Исходный текст:
══════

Есть в России такое место, эдакая стране в стране, где люди охотней пойдут в кинотеатр на фильм с участием своих соседей по посёлку, нежели на новых «Мстителей». Промёрзлая и суровая местность, где кино зачастую снимают на голом энтузиазме, очень задёшево и на диком холоде, однако на славу. Там создают российские картины, в которых редко говорят на русском языке, а сценарные тропы далеки от того, к чему нас долго и упорно приучал Голливуд. Кинематограф из иного измерения, не иначе.
Не так давно в кинотеатрах можно было увидеть «Молодость» Дмитрия Давыдова и «Айту» Степана Бурнашёва — якутские хиты, которые выбрались за пределы «местного» проката и покорили сердца российских зрителей за пределами «домашнего» региона. И это только те фильмы из Республики Саха, что вышли в последние несколько месяцев. А ведь феномен якутского кино стойко напоминает о себе уже много лет, привлекая новую аудиторию национальным колоритом, смекалкой местных режиссёров и необычным взглядом на окружающую действительность. Но довольно ходить вокруг да около: в этом материале мы расскажем вам о пяти представителях «нового якутского кино», не рассказывать о которых — грешное дело.
«Феррум», реж. Прокопий Бурцев, 2015
Многие якуты верят в то, что Вселенная состоит из трёх слоёв: Верхнего мира, где живут высшие божества, Среднего мира, который облюбовали люди, и Нижнего мира, где кишмя кишат злые духи. Напоминает привычную нам концепцию рая и ада, но с той разницей, что нам — тем, кто ходит под христианским солнцем, — воочию встретить Бога или же дьявола удастся только после смерти. Ну а они, шаманисты народа Саха, пребывают во всех трёх плоскостях бытия одновременно. И, соответственно, наравне с потусторонними сущностями могут свободно перемещаться между нашей землёй и обителью сверхъестественного.

══════

Задание 1:
Перепиши строки ниже, начиная со строки, где есть «For the benchmark, spot each instance of the sky», и до последней строки включительно, вместе с запросами. Каждое число в ответах (координаты точек) умножь на 0,25 и округли до целого, половины округляй вверх.
Задание 2:
Допиши статью о якутском кино, начав сразу после её последнего предложения.

Выдержка из данных:
══════

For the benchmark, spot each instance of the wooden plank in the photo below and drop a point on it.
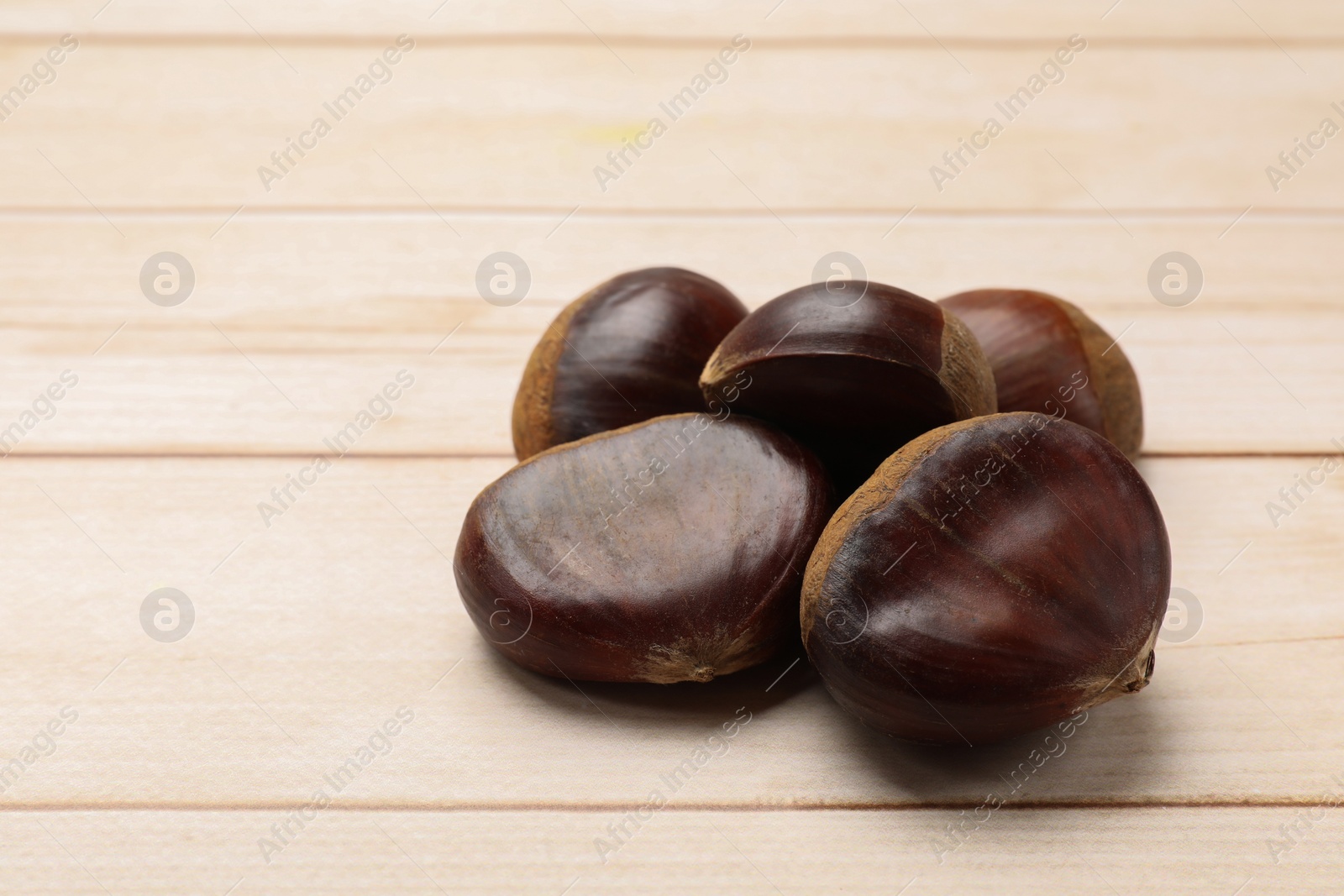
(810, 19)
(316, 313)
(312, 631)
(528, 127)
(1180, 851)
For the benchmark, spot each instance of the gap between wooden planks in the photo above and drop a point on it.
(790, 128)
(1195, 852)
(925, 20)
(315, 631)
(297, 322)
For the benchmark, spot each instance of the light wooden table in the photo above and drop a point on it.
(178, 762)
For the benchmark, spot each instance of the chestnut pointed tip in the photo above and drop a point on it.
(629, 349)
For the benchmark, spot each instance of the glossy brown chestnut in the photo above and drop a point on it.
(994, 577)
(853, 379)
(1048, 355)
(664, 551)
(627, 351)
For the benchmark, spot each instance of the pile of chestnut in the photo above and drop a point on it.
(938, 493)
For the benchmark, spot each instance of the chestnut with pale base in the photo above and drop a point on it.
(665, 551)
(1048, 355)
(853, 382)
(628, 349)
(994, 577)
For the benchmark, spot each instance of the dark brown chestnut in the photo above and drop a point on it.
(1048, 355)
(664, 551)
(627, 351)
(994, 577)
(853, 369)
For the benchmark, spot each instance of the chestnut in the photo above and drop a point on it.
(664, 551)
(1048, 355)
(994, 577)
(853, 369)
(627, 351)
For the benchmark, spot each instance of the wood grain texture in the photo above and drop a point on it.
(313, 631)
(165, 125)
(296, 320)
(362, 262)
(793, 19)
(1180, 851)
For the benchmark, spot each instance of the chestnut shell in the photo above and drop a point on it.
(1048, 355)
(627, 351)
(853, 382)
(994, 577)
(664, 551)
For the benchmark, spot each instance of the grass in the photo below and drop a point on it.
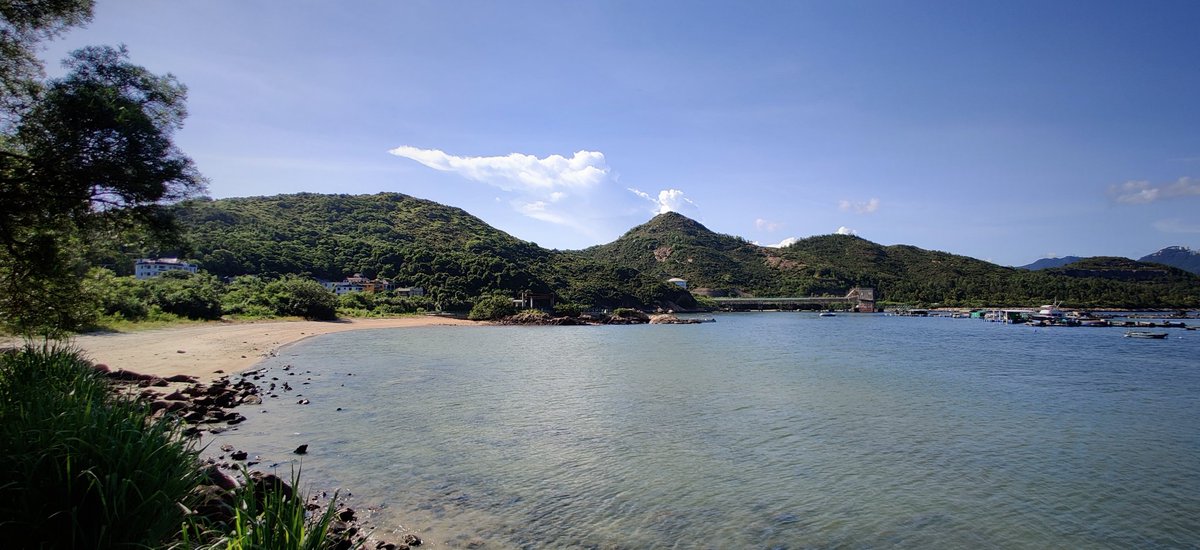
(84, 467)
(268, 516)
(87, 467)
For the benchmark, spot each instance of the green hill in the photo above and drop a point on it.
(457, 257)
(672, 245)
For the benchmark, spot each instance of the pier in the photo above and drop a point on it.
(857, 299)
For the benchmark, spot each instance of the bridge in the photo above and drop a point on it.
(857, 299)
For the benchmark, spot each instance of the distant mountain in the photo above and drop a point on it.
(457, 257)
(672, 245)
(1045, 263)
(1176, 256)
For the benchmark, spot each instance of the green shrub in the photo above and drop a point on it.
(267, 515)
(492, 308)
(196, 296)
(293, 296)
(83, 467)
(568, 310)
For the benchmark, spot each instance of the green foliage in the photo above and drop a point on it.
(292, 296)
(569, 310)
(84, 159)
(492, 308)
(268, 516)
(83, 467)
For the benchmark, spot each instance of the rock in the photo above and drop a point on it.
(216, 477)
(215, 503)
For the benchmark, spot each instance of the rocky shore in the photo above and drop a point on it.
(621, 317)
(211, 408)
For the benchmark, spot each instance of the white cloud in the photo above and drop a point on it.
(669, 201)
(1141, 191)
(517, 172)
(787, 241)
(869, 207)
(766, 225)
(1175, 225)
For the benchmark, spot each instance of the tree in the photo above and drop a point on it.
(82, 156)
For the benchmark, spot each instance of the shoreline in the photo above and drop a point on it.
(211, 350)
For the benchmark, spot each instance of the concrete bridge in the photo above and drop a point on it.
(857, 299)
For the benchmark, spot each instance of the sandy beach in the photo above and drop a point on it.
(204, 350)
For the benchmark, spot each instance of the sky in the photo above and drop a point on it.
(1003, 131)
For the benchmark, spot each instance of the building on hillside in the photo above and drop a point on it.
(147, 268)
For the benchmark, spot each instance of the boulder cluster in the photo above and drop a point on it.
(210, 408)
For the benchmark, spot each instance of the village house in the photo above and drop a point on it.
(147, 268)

══════

Итоговый ответ 1:
For the benchmark, spot each instance of the sky in the photo above and drop a point on it.
(251, 33)
For the benchmark, spot each instance of the building on hillside in the photo above and drop a point on it.
(37, 67)
For the benchmark, spot each instance of the boulder cluster in the photo above and drop a point on it.
(53, 102)
For the benchmark, spot each instance of the village house in the photo above and drop a point on it.
(37, 67)

Итоговый ответ 2:
Точно так же якутское кино вольготно распласталось на периферии киноавангарда и жанровой штамповки, дешёвой поделки и ультимативного авторского высказывания, приземлённости и мистики. И если мы, смотря фильм родом из Республики Саха, видим в кадре безлюдный лес, то не замечаем ничего, кроме деревьев и снега. Якут же, взирая на то же самое, обязательно почувствует присутствие по ту сторону экрана паранормальных гостей. Красота в глазах смотрящего — наблюдатель контролирует наблюдаемого, а не наоборот.
Это убеждение, этот метод построения киноязыка роднит «Феррум» Прокопия Бурцева с азиатской аскетичной визуальностью (в частности, с философско-криминальными фильмами Такеши Китано «Сонатина» и «Фейерверк») и творчеством Джима Джармуша. С первым пунктом всё более-менее понятно — режиссёр снятой всего за 300 тысяч рублей якутской мистерии какое-то время жил в Японии и активно поглощал кинематограф Страны восходящего солнца.
С Джармушем, а точнее с его «Мертвецом», «Феррум» связывает структура: обе картины — немногословные путевые очерки цивилизованных людей, вынужденных шагать в неизвестность вдали от большого города.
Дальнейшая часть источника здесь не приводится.